_Texte à lire_
----------

Ce dernier mode, en quelque sorte mixte, puisqu’il participe des deux autres, consiste à ouvrir d’abord un sillon large et profond au moyen d’une forte charrue, et à creuser au fond de ce sillon une jauge à bras d’hommes, en échelonnant dans toute sa longueur un nombre considérable d’ouvriers. On rejette ainsi la terre du sous-sol sur la crête de l’ados formé par la charrue. Cette pratique fort commune, sous le nom de Ravagliatura dans le Bolonais, pour la culture des chanvres, est aussi assez générale dans une grande partie du littoral du département des Côtes-du-Nord et ailleurs. Dans les deux pays précités, on n’emploie pas moins de 24 journaliers pour l’effectuer. — Combien ne serait-il pas désirable qu’une bonne charrue fût employée en pareil cas !

Art. ii. — Des Labours ordinaires en général.

[6:1:2:1]

§ ier. — De la profondeur des labours.

----------

_Données fournies_
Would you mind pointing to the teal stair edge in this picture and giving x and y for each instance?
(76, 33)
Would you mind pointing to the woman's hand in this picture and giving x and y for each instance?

----------

_Travail à faire_
A: Traduisez en anglais cette phrase du texte sur les labours : « On rejette ainsi la terre du sous-sol sur la crête de l’ados formé par la charrue. »
B: Citez le passage du texte sur les labours qui va de « Ce dernier mode, en » jusqu’à « en pareil cas ! » inclus.
C: Pour chaque affirmation, indiquez si elle s’accorde avec le texte sur les labours. Répondez par oui ou par non et citez les mots du texte qui tranchent.
(i) Dans le Bolonais, la Ravagliatura sert à la culture des chanvres.
(ii) Cette pratique demande moins de dix journaliers.
(iii) La jauge au fond du sillon est creusée avec une seconde charrue.

_Corrigé des exercices_
A: In this way, the subsoil earth is thrown onto the crest of the ridge formed by the plow.

B:
Ce dernier mode, en quelque sorte mixte, puisqu’il participe des deux autres, consiste à ouvrir d’abord un sillon large et profond au moyen d’une forte charrue, et à creuser au fond de ce sillon une jauge à bras d’hommes, en échelonnant dans toute sa longueur un nombre considérable d’ouvriers. On rejette ainsi la terre du sous-sol sur la crête de l’ados formé par la charrue. Cette pratique fort commune, sous le nom de Ravagliatura dans le Bolonais, pour la culture des chanvres, est aussi assez générale dans une grande partie du littoral du département des Côtes-du-Nord et ailleurs. Dans les deux pays précités, on n’emploie pas moins de 24 journaliers pour l’effectuer. — Combien ne serait-il pas désirable qu’une bonne charrue fût employée en pareil cas !

C:
(i) Oui : « sous le nom de Ravagliatura dans le Bolonais, pour la culture des chanvres »
(ii) Non : « on n’emploie pas moins de 24 journaliers pour l’effectuer »
(iii) Non : « creuser au fond de ce sillon une jauge à bras d’hommes »